Description of the task: The number of lines in the entries below holding the word "rear" is all that is needed here.
# # # #
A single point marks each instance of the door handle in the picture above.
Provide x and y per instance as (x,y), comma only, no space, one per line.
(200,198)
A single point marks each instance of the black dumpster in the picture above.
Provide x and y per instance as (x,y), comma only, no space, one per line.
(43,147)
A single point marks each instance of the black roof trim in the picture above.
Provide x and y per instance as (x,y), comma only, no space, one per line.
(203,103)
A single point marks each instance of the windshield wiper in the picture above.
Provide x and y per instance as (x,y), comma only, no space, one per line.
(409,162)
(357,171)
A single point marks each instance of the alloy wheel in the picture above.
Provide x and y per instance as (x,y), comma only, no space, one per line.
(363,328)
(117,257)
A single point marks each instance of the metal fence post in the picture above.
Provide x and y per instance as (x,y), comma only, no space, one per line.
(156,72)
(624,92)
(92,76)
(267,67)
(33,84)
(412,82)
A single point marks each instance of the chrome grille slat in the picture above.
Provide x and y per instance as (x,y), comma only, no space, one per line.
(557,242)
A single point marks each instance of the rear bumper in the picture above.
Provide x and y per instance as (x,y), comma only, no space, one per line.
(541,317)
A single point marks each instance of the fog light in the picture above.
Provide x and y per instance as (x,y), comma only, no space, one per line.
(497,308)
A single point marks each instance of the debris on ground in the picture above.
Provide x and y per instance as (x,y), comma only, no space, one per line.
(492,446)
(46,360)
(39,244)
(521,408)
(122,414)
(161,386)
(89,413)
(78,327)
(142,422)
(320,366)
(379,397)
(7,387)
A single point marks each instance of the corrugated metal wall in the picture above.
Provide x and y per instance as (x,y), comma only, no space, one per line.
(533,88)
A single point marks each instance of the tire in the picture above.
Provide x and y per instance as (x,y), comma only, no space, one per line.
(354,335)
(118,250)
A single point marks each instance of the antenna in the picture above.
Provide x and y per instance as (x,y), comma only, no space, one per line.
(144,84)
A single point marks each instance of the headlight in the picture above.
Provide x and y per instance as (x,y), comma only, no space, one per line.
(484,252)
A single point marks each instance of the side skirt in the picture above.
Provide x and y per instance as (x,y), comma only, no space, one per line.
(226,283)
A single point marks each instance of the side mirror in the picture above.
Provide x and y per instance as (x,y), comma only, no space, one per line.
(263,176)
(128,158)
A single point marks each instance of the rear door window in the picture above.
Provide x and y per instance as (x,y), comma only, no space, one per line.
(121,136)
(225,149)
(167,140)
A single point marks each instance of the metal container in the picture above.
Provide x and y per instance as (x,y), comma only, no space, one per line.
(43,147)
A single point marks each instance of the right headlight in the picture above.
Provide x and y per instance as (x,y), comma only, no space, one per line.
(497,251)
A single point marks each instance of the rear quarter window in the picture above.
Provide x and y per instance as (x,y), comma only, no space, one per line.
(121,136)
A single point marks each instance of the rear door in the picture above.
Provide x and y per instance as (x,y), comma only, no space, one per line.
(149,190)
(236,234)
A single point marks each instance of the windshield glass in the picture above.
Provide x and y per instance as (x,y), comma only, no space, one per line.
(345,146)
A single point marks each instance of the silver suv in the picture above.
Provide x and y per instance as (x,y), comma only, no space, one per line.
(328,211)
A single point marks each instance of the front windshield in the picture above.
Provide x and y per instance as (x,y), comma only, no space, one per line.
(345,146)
# # # #
Answer box: 4